* [Your task]:
Output all lines exactly, with nothing added or dropped.

* [Supplied records]:

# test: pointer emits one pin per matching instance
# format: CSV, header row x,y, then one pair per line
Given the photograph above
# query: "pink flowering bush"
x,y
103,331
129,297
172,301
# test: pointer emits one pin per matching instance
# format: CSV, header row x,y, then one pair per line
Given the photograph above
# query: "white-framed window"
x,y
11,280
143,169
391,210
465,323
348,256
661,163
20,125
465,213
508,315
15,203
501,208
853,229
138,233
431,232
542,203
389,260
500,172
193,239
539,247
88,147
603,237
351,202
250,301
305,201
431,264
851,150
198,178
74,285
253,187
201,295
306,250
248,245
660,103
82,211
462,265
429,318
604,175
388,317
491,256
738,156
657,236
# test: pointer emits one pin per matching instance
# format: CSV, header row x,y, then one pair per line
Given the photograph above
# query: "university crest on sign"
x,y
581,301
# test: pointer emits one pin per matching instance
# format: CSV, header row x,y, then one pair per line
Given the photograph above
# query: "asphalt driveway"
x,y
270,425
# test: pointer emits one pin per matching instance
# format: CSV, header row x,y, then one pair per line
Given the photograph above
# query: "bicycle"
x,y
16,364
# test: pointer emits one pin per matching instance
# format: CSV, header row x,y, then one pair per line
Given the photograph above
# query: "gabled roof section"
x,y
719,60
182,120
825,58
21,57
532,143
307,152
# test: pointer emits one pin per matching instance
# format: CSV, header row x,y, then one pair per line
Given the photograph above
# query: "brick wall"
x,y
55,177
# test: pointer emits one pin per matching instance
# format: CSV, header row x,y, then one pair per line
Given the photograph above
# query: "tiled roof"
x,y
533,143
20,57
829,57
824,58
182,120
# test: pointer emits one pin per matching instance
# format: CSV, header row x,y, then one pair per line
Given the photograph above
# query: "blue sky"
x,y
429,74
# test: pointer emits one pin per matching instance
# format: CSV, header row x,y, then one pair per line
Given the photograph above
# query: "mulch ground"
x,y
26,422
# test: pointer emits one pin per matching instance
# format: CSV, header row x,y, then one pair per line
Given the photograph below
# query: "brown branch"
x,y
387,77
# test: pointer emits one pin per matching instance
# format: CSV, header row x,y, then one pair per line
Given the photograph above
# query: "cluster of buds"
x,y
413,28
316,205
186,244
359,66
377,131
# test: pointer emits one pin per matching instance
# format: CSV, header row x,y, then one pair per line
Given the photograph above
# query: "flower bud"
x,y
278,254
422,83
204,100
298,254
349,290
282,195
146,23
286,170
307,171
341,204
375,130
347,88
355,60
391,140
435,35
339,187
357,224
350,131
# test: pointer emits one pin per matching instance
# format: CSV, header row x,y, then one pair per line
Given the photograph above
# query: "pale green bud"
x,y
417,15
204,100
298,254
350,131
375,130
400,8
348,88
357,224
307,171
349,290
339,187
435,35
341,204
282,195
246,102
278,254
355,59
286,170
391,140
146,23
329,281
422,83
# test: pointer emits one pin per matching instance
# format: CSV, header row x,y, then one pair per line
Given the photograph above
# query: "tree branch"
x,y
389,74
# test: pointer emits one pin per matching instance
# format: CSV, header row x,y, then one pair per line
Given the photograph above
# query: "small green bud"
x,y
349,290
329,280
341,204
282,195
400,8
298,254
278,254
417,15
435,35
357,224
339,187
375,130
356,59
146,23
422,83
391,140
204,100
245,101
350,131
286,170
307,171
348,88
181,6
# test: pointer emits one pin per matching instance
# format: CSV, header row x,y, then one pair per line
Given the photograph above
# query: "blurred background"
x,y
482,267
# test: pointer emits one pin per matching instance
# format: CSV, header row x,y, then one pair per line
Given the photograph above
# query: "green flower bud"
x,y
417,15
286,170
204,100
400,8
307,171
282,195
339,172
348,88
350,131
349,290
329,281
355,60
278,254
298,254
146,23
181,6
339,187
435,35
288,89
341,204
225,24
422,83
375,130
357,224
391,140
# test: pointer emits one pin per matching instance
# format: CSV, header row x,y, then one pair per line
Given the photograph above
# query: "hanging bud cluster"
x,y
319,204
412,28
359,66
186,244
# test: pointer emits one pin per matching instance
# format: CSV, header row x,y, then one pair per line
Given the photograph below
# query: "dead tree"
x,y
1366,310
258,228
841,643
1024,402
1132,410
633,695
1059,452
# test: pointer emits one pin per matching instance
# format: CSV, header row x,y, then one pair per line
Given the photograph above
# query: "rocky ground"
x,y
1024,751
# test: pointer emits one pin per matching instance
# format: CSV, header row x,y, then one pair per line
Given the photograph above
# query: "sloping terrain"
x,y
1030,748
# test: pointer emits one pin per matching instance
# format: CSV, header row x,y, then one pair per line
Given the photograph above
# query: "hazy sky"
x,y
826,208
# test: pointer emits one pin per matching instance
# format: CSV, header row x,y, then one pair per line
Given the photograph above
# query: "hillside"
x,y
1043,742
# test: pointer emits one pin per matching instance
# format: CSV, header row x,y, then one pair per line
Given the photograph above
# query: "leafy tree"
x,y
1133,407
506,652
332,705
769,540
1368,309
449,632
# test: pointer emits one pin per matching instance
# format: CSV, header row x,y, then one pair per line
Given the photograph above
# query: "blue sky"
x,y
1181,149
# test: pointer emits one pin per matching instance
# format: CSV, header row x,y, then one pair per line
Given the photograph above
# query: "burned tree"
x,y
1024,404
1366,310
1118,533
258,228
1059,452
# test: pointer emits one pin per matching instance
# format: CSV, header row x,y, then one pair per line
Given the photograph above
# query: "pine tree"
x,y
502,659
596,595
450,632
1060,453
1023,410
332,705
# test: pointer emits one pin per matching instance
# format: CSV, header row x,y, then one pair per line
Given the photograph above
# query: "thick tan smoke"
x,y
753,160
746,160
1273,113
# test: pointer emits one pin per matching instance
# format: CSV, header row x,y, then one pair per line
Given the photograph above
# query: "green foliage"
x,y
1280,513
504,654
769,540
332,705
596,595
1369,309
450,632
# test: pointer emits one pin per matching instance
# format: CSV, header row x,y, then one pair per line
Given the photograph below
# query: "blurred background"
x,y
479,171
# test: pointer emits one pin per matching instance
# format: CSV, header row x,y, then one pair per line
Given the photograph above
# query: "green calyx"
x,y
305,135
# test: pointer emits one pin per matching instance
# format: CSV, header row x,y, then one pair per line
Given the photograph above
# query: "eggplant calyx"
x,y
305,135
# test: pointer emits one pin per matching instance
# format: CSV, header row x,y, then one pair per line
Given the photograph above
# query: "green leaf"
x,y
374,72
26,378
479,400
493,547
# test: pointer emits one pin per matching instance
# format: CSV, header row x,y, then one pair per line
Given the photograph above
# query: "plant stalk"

* [Output below]:
# test: pointer emits one pin per matching instance
# format: CSV, header row x,y, then one pair per line
Given the photograph above
# query: "pink flowering bush"
x,y
103,331
129,297
172,301
# test: pointer emits one pin per matching instance
# format: CSV, header row x,y, then one pair per line
Given the photograph above
# query: "white-framed window"
x,y
11,280
143,169
391,210
465,323
348,256
661,163
20,125
465,213
508,315
15,203
501,208
853,229
138,233
431,232
542,203
389,260
500,172
193,239
539,247
88,147
603,237
351,202
250,301
305,201
431,264
851,150
198,178
74,285
253,187
201,295
306,250
248,245
660,103
82,211
462,265
429,318
604,175
388,317
491,256
738,156
657,236
# test: pointer emits one pin per matching instance
# format: CSV, header row x,y, then one pair per line
Given the photograph above
# query: "university crest on sign"
x,y
581,301
# test: pointer emits one pin per matching instance
# format: CSV, header row x,y, then one pair per line
Given the photograph above
# query: "asphalt driveway"
x,y
270,425
# test: pointer emits one pin per matching instance
# format: CSV, header row x,y, then one pair per line
Given the photograph above
# query: "bicycle"
x,y
16,364
# test: pointer emits one pin per matching instance
# format: CSV, header row x,y, then one pair per line
Given the photograph above
# query: "gabled roof section"
x,y
719,60
182,120
825,58
21,57
532,143
307,152
# test: pointer emits one pin per matching instance
# format: CSV, header row x,y, then one pair per line
Given the photograph above
# query: "brick wall"
x,y
55,177
# test: pointer emits one pin per matching instance
# format: CSV, header row x,y, then one pair per line
Given the photograph above
# query: "tiled roof"
x,y
533,143
20,57
829,57
824,58
182,120
# test: pointer emits one pin per matching instance
# format: CSV, header row x,y, then one pair per line
Given the photograph above
# query: "blue sky"
x,y
429,74
# test: pointer emits one pin per matching instance
# format: CSV, header row x,y, then one pair per line
Given the photograph above
# query: "mulch ground"
x,y
26,422
# test: pointer emits one pin per matching instance
# format: CSV, header row x,y, then one pair per line
Given the photograph below
# query: "brown branch"
x,y
387,77
# test: pointer emits one pin per matching instance
# format: CSV, header row x,y, then one pair per line
Given the photograph above
# query: "cluster of buds"
x,y
413,28
316,205
186,244
359,66
377,131
# test: pointer emits one pin per matching instance
# format: CSV, header row x,y, then one pair per line
Given the photograph above
# query: "flower bud"
x,y
278,254
422,83
204,100
298,254
349,290
282,195
146,23
286,170
307,171
341,204
375,130
347,88
355,60
391,140
435,35
339,187
357,224
350,131
# test: pointer emits one pin per matching instance
# format: CSV, header row x,y, then one pair per line
Given the photograph above
# query: "pale green bud"
x,y
417,15
204,100
298,254
350,131
375,130
400,8
348,88
357,224
307,171
349,290
339,187
435,35
341,204
282,195
246,102
278,254
355,59
286,170
391,140
146,23
329,281
422,83
# test: pointer emits one pin per matching instance
# format: CSV, header row x,y, then one pair per line
Given the photograph above
# query: "tree branch"
x,y
389,74
# test: pointer emits one pin per matching instance
# format: CSV, header row x,y, then one pair per line
Given the photograph above
# query: "small green bud"
x,y
349,290
329,280
341,204
282,195
400,8
298,254
278,254
417,15
435,35
357,224
339,187
375,130
356,59
146,23
422,83
391,140
204,100
245,101
350,131
286,170
307,171
348,88
181,6
# test: pointer emits one pin per matching instance
# format: CSV, header row x,y, then one pair per line
Given the photograph above
# query: "blurred background"
x,y
482,267
# test: pointer emits one pin per matching instance
# format: CSV, header row x,y, then one pair per line
Given the photograph above
# query: "green flower bud"
x,y
417,15
286,170
204,100
400,8
307,171
282,195
339,172
348,88
350,131
349,290
329,281
355,60
278,254
298,254
146,23
181,6
339,187
435,35
288,89
341,204
225,24
422,83
375,130
357,224
391,140
# test: pointer emits one pin per matching instance
# format: CSV, header row x,y, then one pair per line
Given the photograph above
# query: "hanging bud cluster"
x,y
319,204
412,28
359,66
186,244
# test: pointer emits one pin per matching instance
# format: CSV, header row x,y, then one pair per line
Given the photograph below
# query: "dead tree"
x,y
1366,310
258,228
841,643
1024,402
1132,410
633,695
1059,452
# test: pointer emits one pin per matching instance
# format: CSV, header row x,y, then one pair per line
Given the photograph above
# query: "rocky ground"
x,y
1024,751
# test: pointer emits one pin per matching instance
# format: CSV, header row x,y, then one pair per line
Given the photograph above
# query: "sloping terrain"
x,y
1030,748
# test: pointer emits one pin per matching instance
# format: CSV, header row x,y, then one pair per line
Given the photograph above
# query: "hazy sky"
x,y
826,208
# test: pointer emits one pin per matching instance
# format: CSV, header row x,y, then one pair per line
Given the photograph above
# query: "hillside"
x,y
1043,742
# test: pointer emits one pin per matching instance
# format: CSV, header row x,y, then one pair per line
Given the photograph above
# query: "leafy tree"
x,y
1133,407
506,652
332,705
769,540
1368,309
449,632
# test: pointer emits one pin per matching instance
# format: CSV, header row x,y, then one pair per line
Given the photograph above
# query: "blue sky"
x,y
1181,149
# test: pointer emits one pin per matching instance
# format: CSV, header row x,y, then one pair per line
Given the photograph above
# query: "burned tree"
x,y
1024,404
1366,310
1118,533
258,228
1059,452
# test: pointer emits one pin per matching instance
# format: CSV, header row x,y, then one pair per line
Given the photograph above
# query: "pine tree"
x,y
502,659
596,595
450,632
1060,453
1023,410
332,705
# test: pointer emits one pin per matching instance
# format: CSV, header row x,y, then one pair per line
Given the photograph above
# query: "thick tan smoke"
x,y
753,160
746,160
1273,113
# test: pointer emits one pin per matching instance
# format: CSV, header row x,y, then one pair per line
Given the photograph above
# query: "green foliage"
x,y
1280,513
504,654
769,540
332,705
596,595
1369,309
450,632
# test: pointer emits one pin per matching instance
# format: CSV, header row x,y, then one pair per line
Given the photograph below
# query: "blurred background"
x,y
479,171
# test: pointer emits one pin per matching instance
# format: CSV, header row x,y, then one pair per line
Given the photograph above
# query: "green calyx"
x,y
305,135
# test: pointer emits one pin per matching instance
# format: CSV, header row x,y, then one pair per line
Given the photograph above
# query: "eggplant calyx"
x,y
305,135
# test: pointer emits one pin per matching instance
# format: CSV, header row x,y, then one pair per line
Given the photograph above
# query: "green leaf"
x,y
374,72
26,378
479,400
493,547
# test: pointer emits one pin per matching instance
# format: CSV, header row x,y, then one pair per line
Given the photograph above
# query: "plant stalk"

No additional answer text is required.